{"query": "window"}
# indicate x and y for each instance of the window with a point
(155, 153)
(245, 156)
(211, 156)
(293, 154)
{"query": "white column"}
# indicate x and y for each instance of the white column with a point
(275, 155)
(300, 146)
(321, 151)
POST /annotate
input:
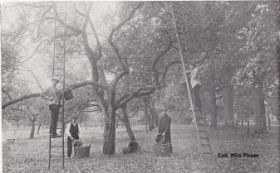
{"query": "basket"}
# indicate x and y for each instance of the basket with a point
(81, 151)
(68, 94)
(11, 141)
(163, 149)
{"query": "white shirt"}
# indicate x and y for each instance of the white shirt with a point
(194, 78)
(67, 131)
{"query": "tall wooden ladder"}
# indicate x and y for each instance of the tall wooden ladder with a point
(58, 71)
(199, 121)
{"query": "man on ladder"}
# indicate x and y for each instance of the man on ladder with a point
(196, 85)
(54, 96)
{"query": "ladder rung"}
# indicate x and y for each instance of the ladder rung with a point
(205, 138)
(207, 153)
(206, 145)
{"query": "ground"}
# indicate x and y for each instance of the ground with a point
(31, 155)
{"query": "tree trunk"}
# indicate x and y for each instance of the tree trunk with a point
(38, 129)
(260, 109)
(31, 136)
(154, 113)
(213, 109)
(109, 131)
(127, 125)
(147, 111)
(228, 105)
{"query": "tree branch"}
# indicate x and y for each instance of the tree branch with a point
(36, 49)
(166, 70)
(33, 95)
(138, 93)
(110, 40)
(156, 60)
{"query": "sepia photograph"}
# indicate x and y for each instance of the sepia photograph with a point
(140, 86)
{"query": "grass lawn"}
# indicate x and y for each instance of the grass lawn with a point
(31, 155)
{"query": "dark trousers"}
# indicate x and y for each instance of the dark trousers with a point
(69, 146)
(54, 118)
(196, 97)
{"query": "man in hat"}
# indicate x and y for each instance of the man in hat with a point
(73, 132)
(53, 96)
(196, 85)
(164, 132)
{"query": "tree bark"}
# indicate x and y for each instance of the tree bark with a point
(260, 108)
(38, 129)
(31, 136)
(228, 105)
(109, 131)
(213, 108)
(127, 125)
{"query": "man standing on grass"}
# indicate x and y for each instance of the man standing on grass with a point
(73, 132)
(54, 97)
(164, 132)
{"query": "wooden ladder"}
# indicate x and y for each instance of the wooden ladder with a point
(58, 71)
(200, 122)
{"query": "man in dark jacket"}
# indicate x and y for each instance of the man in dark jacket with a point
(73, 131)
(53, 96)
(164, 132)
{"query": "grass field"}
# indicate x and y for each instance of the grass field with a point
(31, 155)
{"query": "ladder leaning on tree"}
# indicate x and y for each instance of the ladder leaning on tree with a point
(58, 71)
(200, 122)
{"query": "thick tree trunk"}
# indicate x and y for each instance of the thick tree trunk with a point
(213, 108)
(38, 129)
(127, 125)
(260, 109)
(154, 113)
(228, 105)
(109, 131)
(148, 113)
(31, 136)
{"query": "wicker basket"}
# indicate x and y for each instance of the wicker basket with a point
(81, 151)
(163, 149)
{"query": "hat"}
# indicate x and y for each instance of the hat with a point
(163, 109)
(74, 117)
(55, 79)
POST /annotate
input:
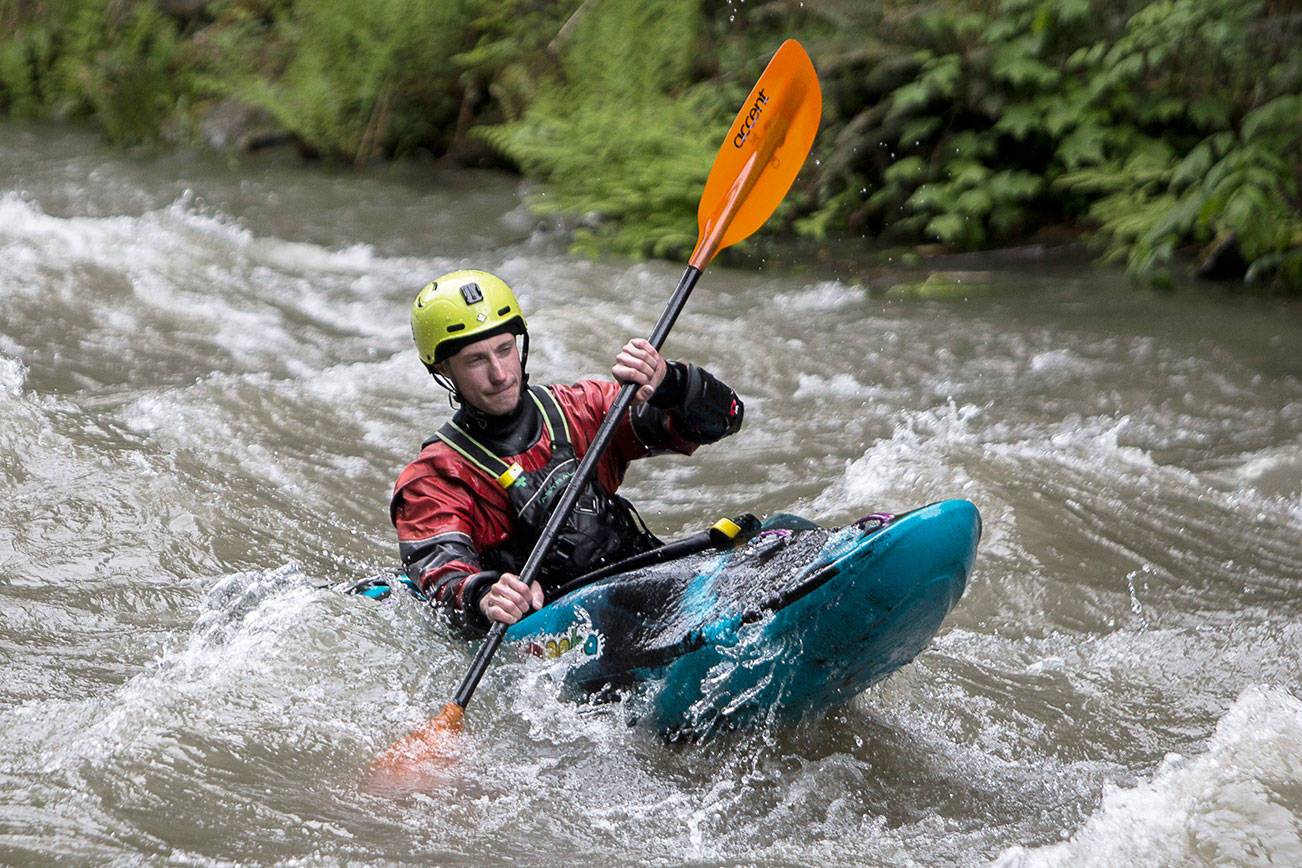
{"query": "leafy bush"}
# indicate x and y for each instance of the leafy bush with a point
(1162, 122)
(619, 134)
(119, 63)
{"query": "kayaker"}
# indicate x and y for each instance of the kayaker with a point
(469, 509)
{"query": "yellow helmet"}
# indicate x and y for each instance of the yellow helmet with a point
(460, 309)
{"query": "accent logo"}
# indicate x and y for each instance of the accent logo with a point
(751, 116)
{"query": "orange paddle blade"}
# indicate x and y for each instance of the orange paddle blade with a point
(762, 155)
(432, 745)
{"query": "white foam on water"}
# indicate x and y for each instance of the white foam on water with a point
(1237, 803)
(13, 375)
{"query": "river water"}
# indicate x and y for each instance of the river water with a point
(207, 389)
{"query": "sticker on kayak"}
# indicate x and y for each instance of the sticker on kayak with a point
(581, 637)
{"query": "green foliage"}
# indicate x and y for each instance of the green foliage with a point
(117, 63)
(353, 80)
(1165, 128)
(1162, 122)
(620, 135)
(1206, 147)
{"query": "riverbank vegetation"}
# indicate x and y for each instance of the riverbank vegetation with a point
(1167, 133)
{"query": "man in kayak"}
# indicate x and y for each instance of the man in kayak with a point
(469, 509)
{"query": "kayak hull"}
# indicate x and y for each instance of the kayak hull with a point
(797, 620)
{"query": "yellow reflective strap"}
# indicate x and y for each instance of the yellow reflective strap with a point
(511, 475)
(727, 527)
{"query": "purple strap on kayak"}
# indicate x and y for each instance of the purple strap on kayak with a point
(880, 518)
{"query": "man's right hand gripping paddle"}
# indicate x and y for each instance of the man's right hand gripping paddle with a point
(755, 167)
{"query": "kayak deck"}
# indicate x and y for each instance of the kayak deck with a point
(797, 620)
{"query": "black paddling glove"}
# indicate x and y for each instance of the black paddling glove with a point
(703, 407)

### WHAT THE TASK ASKS
Quote every record above exactly, omitting any pictures they contain.

### SOLUTION TO THE EXERCISE
{"query": "window"}
# indicate x and y for each instance of the window with a point
(155, 153)
(245, 156)
(211, 156)
(293, 154)
{"query": "white column"}
# indicate x and y for each instance of the white column with a point
(275, 155)
(300, 146)
(321, 151)
POST /annotate
input:
{"query": "basket"}
# indicate x and y for each instance of the basket with a point
(81, 151)
(68, 94)
(11, 141)
(163, 149)
{"query": "white shirt"}
# indicate x and y for each instance of the white shirt with a point
(194, 78)
(67, 131)
{"query": "tall wooden ladder"}
# indicate x and y for each instance of the tall wooden ladder with a point
(58, 71)
(199, 121)
{"query": "man on ladder"}
# indicate x and y for each instance of the man on ladder with a point
(196, 85)
(54, 96)
{"query": "ladder rung"}
# indicate x and y for each instance of the ladder rung with a point
(205, 138)
(207, 153)
(206, 145)
{"query": "ground"}
# indicate x and y for each instance of the ground with a point
(31, 155)
{"query": "tree trunk"}
# indicate x and y for each instance of the tree trunk with a point
(38, 129)
(260, 109)
(31, 136)
(154, 113)
(213, 109)
(109, 131)
(127, 125)
(147, 111)
(228, 105)
{"query": "tree branch"}
# indicate x and y for each instance of the tree branch with a point
(36, 49)
(166, 70)
(33, 95)
(138, 93)
(110, 40)
(156, 60)
{"query": "sepia photograph"}
# indicate x and y for each instance of the sepia photograph with a point
(140, 86)
{"query": "grass lawn"}
# indicate x and y for each instance of the grass lawn with a point
(31, 155)
{"query": "dark trousers"}
# indicate x and y for each instance of the dark trousers with a point
(69, 146)
(54, 118)
(196, 97)
{"query": "man in hat"}
# indicate x and y for each instance of the man in hat with a point
(73, 132)
(53, 96)
(196, 85)
(164, 132)
{"query": "tree bark"}
# indicate x and y for each instance of the tree bark with a point
(260, 108)
(38, 129)
(31, 136)
(228, 105)
(109, 131)
(213, 108)
(127, 125)
{"query": "man standing on grass"}
# indicate x and y for each instance of the man standing on grass with a point
(73, 132)
(54, 97)
(164, 132)
{"query": "wooden ladder"}
# indicate x and y for each instance of the wooden ladder with a point
(58, 71)
(200, 122)
{"query": "man in dark jacket"}
# indicate x and y for each instance of the man in dark jacket with a point
(73, 131)
(53, 96)
(164, 132)
{"query": "grass field"}
# indicate x and y for each instance of the grass field with a point
(31, 155)
{"query": "ladder leaning on tree"}
# indicate x and y for each instance of the ladder leaning on tree with a point
(58, 71)
(200, 122)
{"query": "thick tree trunk"}
# indicate x and y for each instance of the thick tree trunk with a point
(213, 108)
(38, 129)
(127, 125)
(260, 109)
(154, 113)
(228, 105)
(109, 131)
(148, 113)
(31, 136)
{"query": "wicker basket"}
# indicate x and y for each instance of the wicker basket with a point
(81, 151)
(163, 149)
{"query": "hat"}
# indicate x and y for each instance of the hat with a point
(163, 109)
(74, 117)
(55, 79)
POST /annotate
input:
{"query": "leafy bush"}
# indicate x and y for each instance of the leafy bush with a point
(1162, 122)
(619, 134)
(119, 63)
{"query": "kayaker"}
# indicate x and y for each instance of the kayaker with a point
(469, 509)
{"query": "yellow helmet"}
# indicate x and y for each instance of the yellow helmet with a point
(460, 309)
{"query": "accent logo"}
# indicate x and y for each instance of the accent logo with a point
(751, 116)
{"query": "orange paddle blade"}
# indicate x and y for each instance of the orange paddle blade with a point
(762, 155)
(432, 745)
{"query": "white foam on water"}
# indicate x and y for each instance of the white foam on water with a point
(1237, 803)
(13, 375)
{"query": "river water"}
# indicate x and y for each instance of the river water with a point
(207, 389)
{"query": "sticker on kayak"}
# indicate x and y for each instance of the sticker on kayak with a point
(581, 637)
{"query": "green foliage"}
# indicate x and y for each instance of the green foliage with a point
(117, 63)
(353, 80)
(1165, 128)
(1162, 122)
(620, 135)
(1206, 147)
{"query": "riverbank vegetation"}
# indicate x and y for each instance of the riverbank vegetation with a point
(1167, 133)
{"query": "man in kayak"}
# indicate x and y for each instance of the man in kayak with a point
(469, 509)
{"query": "kayak hull"}
# indicate x and y for each instance of the kayak hull with a point
(797, 620)
{"query": "yellow reflective strap"}
# indicate x and y for each instance of the yellow reflective strap with a point
(511, 475)
(727, 527)
{"query": "purple strap on kayak"}
# indicate x and y for each instance of the purple strap on kayak with a point
(880, 518)
{"query": "man's right hand gripping paddle"}
# indicate x and y for each instance of the man's right hand gripping paddle with a point
(755, 167)
{"query": "kayak deck"}
# indicate x and y for each instance of the kayak deck with a point
(797, 620)
{"query": "black paddling glove"}
# indicate x and y for each instance of the black paddling glove with a point
(703, 407)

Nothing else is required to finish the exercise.